Voltri is a quartiere of the Italian city of Genoa, located 17 km west of the city centre.
It was formerly an independent comune.

In 2015, Voltri and the nearby hamlets included in Genoa's VII Municipio (Crevari, Acquasanta, Vesima, Fabbriche) had a total population of 12,402. Voltri is one of the 3 former municipalities (the other ones are Pra' and Pegli) being part of the Genoa's city VII Municipio.

==History==
The area of Voltri was inhabited since prehistoric times, and was a center of the Ligures tribe of the Veituri, from which it probably took its name. In the Middle Ages it was a hamlet part of the Republic of Genoa, its main activity being the production of paper.

In 1796 Voltri was the site of a battle between the French troops of Napoléon Bonaparte and of the Austrian Empire allied with the Kingdom of Sardinia-Piedmont. After the fall of the First French Empire, it became an autonomous commune in the Sardinian territories, a status it kept until 1926, when the Fascist government united it to Genoa.

- - - -

**WHAT TO DO:**
- a) According to the passage on Voltri, in what year was Voltri united to Genoa by the Fascist government?
- b) Carry on the passage about Voltri from its final sentence, keeping the same encyclopedic tone.

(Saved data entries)
- - - -

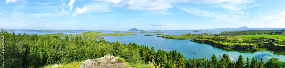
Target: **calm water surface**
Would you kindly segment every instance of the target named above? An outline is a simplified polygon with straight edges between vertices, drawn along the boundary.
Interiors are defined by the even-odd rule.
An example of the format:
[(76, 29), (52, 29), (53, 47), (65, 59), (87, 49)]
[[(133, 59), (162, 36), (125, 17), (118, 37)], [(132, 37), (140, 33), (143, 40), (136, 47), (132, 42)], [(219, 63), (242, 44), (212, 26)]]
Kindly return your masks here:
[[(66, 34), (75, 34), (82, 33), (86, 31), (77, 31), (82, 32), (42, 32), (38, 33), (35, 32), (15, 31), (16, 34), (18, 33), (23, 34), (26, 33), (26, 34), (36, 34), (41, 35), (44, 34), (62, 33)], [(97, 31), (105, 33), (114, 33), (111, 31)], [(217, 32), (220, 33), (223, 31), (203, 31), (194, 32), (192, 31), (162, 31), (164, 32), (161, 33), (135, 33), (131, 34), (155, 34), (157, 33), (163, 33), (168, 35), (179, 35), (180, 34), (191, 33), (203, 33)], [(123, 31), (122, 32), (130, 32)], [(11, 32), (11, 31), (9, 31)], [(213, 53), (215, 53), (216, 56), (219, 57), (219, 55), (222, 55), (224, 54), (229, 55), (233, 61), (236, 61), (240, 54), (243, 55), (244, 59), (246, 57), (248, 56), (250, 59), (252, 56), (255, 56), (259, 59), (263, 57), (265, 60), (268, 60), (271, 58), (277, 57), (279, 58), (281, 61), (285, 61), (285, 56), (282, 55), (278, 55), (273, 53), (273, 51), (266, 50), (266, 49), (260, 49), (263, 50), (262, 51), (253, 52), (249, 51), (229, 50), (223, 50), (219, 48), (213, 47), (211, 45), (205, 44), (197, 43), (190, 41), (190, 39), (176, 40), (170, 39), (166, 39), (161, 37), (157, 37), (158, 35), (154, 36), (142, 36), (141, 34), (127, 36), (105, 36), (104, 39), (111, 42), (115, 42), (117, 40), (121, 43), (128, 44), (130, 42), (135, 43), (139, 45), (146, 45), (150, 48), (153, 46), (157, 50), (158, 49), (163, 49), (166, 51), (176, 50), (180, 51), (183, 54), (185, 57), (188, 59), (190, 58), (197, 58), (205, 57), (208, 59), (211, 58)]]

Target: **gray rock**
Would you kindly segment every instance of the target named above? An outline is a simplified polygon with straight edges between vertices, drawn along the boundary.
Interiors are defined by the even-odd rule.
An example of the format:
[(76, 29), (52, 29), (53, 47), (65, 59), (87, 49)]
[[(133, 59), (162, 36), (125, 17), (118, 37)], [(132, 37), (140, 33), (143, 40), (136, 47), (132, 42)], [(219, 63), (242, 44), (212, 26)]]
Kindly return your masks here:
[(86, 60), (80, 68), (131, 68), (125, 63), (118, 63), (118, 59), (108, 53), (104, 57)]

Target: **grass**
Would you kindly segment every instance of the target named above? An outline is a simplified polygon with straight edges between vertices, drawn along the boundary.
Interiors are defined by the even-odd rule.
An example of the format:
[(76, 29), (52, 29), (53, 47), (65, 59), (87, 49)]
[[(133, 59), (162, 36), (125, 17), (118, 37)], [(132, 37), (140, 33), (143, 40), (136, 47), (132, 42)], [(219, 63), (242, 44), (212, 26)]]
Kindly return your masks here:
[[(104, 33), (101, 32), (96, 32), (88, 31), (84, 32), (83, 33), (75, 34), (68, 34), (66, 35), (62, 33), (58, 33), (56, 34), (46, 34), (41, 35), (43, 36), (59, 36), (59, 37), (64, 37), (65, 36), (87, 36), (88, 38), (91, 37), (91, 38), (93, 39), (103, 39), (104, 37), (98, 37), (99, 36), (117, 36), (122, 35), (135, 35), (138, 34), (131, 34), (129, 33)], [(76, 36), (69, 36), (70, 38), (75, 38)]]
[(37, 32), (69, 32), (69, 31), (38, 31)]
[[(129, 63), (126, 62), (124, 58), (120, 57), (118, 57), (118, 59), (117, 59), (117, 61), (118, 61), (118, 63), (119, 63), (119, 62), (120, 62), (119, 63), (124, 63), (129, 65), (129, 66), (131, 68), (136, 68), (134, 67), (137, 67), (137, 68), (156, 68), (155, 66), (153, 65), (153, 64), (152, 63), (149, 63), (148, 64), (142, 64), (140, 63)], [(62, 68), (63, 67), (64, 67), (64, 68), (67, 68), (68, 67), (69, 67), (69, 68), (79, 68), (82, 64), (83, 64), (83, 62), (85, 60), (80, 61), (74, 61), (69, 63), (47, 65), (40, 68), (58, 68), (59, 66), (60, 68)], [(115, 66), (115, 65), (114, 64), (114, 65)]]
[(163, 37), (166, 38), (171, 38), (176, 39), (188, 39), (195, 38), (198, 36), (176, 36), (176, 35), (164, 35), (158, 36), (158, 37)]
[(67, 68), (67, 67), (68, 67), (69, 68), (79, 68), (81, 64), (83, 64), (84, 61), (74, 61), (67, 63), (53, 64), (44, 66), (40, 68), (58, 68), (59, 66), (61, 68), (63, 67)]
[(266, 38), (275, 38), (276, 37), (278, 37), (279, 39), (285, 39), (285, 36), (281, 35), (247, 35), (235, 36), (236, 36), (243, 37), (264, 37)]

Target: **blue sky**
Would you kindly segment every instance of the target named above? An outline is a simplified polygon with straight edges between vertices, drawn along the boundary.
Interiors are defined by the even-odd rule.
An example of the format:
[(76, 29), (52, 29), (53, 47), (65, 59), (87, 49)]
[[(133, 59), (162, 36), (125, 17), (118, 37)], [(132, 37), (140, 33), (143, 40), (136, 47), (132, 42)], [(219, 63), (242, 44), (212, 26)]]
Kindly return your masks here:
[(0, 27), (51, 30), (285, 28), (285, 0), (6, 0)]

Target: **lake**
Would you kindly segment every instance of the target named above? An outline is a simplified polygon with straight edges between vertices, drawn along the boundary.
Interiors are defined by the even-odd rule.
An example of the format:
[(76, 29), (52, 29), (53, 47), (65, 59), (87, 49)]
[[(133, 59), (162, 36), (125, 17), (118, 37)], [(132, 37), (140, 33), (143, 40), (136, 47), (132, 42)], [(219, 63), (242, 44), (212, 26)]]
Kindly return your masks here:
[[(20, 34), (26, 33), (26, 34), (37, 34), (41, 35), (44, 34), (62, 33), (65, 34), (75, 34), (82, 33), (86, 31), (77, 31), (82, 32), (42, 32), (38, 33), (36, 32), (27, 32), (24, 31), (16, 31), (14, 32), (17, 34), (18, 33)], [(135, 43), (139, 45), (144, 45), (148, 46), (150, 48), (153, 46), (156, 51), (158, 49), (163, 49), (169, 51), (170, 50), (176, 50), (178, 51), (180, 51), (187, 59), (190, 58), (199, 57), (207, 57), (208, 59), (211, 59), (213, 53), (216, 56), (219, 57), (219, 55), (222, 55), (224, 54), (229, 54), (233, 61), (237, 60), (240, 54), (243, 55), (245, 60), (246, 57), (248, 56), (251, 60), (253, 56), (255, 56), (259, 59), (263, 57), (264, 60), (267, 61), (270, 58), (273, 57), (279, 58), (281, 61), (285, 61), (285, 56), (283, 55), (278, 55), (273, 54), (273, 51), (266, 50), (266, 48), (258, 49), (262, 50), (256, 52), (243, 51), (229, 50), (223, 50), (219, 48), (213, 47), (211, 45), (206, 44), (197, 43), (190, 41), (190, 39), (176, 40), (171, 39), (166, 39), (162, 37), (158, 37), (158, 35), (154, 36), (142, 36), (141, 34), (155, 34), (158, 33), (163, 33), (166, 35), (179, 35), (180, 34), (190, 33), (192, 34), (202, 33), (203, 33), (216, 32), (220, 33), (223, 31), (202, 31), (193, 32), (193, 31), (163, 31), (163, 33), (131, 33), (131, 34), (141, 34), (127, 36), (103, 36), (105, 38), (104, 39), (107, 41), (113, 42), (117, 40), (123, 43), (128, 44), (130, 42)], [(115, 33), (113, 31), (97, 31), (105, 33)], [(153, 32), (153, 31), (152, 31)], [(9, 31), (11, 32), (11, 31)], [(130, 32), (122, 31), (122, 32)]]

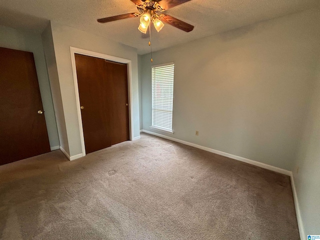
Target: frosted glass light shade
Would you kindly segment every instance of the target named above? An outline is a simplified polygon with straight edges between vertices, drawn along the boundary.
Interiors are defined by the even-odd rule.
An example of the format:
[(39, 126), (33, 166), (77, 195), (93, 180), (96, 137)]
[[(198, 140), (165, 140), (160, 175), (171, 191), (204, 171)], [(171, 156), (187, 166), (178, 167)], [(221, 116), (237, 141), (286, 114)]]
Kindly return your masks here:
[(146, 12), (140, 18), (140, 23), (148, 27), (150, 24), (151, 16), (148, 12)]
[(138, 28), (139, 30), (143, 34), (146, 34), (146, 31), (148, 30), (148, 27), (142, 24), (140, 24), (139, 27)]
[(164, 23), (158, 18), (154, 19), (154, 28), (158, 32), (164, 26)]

- - - -

**ANSWERS PER TASK:**
- a) 1926

- b)
==Main sights==
- Sanctuary of Madonna delle Grazie, a Capuchine monastery
- Sanctuary of Nostra Signora dell'Acquasanta (built in 1683-1718), a Baroque sanctuary housing works by Lazzaro Tavarone, Anton Maria Maragliano, Antonio Brilla and Domenico Fiasella.
- Church of Sant'Ambrogio
- Villa Brignole Sale Duchessa di Galliera

==Transportation==
Voltri is served by a station on the Genoa-Ventimiglia railroad. Another railway station is present in Acquasanta along the Genoa-Acqui Terme railroad, 6 km far from Voltri. It is also crossed by the SS1 Via Aurelia national road and by the A10 and the A26 motorways. The motorway exit is located in Pra, 1 km from Voltri. From Voltri it is possible to overcome the Appennino ligure by traveling via the passo del Turchino.